Convert the records from the line containing "Provide the mask of each instance of the man's arm." through the end of the records into a two-column CSV with the header instruction,response, one row per record. Put each field in double quotes and replace every line break with a space.

BEGIN

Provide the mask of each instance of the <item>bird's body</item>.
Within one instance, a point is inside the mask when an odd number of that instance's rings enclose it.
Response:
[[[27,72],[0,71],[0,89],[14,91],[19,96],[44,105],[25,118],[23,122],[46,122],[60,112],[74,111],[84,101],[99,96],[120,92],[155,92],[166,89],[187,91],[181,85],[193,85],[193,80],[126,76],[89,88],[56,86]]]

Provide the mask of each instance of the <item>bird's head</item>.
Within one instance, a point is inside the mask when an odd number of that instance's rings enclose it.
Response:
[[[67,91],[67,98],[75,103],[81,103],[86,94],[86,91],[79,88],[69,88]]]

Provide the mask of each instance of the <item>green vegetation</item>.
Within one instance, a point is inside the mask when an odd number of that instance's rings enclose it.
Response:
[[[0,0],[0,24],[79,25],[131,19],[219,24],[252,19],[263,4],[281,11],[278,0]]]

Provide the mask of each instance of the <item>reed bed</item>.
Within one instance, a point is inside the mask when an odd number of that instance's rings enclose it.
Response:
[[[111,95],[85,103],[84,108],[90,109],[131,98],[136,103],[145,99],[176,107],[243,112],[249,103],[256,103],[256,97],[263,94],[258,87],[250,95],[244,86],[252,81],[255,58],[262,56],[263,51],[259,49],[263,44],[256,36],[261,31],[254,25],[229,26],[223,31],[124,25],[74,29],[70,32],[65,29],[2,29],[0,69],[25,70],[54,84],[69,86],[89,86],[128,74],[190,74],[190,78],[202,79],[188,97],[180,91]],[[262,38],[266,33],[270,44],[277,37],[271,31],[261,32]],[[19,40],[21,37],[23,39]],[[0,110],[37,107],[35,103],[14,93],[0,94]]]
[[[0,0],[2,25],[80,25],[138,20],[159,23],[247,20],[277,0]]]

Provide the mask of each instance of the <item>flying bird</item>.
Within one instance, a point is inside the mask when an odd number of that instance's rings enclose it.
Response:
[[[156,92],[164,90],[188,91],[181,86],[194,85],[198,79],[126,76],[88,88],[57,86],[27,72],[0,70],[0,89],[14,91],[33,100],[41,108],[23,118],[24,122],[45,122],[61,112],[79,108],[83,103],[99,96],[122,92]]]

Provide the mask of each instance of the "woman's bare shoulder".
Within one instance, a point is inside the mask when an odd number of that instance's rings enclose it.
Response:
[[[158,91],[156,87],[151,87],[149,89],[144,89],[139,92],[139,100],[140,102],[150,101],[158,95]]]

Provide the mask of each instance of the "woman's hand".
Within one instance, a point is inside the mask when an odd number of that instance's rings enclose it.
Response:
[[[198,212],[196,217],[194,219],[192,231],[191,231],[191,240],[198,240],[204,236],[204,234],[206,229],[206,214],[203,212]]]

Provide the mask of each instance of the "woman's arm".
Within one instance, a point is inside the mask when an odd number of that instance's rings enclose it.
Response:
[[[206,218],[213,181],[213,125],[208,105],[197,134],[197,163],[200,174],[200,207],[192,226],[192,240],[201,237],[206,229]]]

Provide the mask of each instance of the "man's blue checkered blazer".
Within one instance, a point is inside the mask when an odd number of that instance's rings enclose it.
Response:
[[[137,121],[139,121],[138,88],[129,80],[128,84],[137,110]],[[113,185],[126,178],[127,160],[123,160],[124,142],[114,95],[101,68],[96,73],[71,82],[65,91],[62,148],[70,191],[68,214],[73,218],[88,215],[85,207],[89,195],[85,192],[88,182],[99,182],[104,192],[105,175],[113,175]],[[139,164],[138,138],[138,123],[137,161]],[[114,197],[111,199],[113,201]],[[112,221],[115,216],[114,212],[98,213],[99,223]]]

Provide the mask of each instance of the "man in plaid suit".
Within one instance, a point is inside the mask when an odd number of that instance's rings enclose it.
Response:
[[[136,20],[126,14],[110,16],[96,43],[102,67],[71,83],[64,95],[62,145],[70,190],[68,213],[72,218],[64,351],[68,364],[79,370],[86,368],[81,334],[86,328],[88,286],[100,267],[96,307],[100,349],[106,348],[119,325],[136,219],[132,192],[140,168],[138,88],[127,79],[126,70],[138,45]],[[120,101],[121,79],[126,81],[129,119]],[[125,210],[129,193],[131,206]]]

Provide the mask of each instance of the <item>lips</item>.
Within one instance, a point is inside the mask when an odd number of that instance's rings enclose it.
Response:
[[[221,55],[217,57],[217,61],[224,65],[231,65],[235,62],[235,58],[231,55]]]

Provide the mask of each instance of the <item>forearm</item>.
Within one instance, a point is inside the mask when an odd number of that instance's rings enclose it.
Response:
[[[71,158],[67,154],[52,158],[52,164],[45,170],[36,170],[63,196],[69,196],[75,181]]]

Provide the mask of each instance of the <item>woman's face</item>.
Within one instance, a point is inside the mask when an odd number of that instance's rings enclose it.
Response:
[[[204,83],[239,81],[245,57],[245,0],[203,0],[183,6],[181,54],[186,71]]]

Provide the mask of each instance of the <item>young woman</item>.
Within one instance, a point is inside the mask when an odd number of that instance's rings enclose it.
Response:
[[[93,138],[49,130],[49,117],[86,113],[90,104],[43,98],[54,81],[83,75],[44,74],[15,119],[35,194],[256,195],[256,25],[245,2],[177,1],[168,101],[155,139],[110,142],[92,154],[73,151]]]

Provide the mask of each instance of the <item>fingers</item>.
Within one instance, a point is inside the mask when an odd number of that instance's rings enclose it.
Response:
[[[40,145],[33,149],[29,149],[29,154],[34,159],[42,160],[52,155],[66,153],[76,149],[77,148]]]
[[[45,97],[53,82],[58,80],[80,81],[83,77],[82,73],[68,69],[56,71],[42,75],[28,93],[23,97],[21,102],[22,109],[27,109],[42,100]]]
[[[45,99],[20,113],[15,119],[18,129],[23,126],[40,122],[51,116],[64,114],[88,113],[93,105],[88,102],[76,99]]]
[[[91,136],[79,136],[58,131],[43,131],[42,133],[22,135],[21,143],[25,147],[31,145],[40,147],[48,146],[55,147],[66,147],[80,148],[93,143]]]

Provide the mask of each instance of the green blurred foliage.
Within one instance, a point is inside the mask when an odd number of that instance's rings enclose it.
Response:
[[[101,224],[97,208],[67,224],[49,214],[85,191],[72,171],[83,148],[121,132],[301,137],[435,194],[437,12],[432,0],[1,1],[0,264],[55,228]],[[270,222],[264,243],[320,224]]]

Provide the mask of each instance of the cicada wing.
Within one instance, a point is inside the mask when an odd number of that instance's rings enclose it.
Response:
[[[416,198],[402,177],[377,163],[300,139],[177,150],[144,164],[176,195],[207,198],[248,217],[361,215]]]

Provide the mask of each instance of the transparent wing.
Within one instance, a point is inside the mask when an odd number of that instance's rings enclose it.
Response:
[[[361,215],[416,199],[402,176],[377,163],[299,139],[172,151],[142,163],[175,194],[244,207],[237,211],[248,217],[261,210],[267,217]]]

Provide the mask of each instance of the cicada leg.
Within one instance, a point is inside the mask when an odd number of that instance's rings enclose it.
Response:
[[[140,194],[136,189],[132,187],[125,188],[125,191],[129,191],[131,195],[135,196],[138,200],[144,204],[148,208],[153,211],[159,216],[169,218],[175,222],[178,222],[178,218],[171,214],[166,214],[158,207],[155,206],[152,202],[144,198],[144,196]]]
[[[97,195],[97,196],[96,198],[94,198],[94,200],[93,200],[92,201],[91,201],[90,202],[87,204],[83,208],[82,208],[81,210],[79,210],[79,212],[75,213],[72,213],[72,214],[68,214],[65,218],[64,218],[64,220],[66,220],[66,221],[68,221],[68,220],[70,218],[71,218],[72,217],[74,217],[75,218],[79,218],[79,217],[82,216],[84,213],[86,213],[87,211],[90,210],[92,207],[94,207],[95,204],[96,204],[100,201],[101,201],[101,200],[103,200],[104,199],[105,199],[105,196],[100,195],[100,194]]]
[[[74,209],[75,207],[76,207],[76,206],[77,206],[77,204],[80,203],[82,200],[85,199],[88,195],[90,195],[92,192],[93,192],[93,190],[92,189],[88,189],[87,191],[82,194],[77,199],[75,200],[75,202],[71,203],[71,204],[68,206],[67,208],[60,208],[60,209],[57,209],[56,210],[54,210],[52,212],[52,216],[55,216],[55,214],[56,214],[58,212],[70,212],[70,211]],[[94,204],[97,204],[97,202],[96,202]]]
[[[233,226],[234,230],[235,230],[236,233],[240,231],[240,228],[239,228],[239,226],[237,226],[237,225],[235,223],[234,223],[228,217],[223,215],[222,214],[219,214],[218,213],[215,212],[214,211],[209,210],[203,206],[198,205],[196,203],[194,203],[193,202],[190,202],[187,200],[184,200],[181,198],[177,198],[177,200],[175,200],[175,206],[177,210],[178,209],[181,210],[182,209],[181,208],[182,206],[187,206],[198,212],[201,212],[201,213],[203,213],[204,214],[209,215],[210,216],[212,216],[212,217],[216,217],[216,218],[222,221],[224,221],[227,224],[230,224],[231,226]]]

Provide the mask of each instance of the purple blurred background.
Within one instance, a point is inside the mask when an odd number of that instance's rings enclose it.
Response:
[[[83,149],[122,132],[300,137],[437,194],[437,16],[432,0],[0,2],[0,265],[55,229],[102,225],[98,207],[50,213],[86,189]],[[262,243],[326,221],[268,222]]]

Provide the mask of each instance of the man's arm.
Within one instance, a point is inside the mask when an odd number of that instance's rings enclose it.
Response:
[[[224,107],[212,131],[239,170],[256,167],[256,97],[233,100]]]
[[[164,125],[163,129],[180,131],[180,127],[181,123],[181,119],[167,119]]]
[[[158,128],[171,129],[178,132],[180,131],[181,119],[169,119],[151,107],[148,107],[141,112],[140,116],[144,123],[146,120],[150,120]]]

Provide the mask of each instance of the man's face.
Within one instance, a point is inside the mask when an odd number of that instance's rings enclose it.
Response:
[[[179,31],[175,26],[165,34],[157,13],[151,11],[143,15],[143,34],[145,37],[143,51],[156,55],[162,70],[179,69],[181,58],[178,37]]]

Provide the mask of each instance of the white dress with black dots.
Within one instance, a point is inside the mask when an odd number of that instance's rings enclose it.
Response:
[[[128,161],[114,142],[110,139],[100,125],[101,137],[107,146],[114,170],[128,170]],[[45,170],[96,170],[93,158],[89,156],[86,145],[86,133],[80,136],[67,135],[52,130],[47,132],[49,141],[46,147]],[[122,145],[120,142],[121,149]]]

END

IN RESPONSE »
instruction,response
"Provide the mask of each instance of the man's arm. Within one instance, a point is inside the mask when an odd number of that instance's rings enclose it. Response:","[[[224,107],[212,131],[239,170],[256,167],[256,97],[233,100]]] [[[164,125],[163,129],[180,131],[180,127],[181,123],[181,119],[167,119]]] [[[158,128],[171,129],[178,132],[180,131],[181,119],[169,119],[151,107],[148,107],[141,112],[140,116],[144,123],[146,120],[150,120]]]"
"Provide the mask of each instance of the man's face. Within one instance, a point is inside the mask when an odd number of that instance's rings enclose it. Response:","[[[179,31],[175,26],[165,34],[157,13],[151,11],[143,15],[143,34],[145,37],[143,51],[156,55],[162,70],[179,69],[181,58],[178,37]]]"
"Provide the mask of each instance of the white dress with black dots. Within one instance, a point is inside the mask when an odd number of that instance's rings enclose it. Response:","[[[128,161],[114,142],[110,139],[100,125],[101,137],[107,146],[114,170],[128,170]],[[45,170],[96,170],[93,158],[89,156],[86,145],[86,133],[80,136],[67,135],[52,130],[47,132],[49,141],[46,147]],[[122,145],[120,142],[121,149]]]"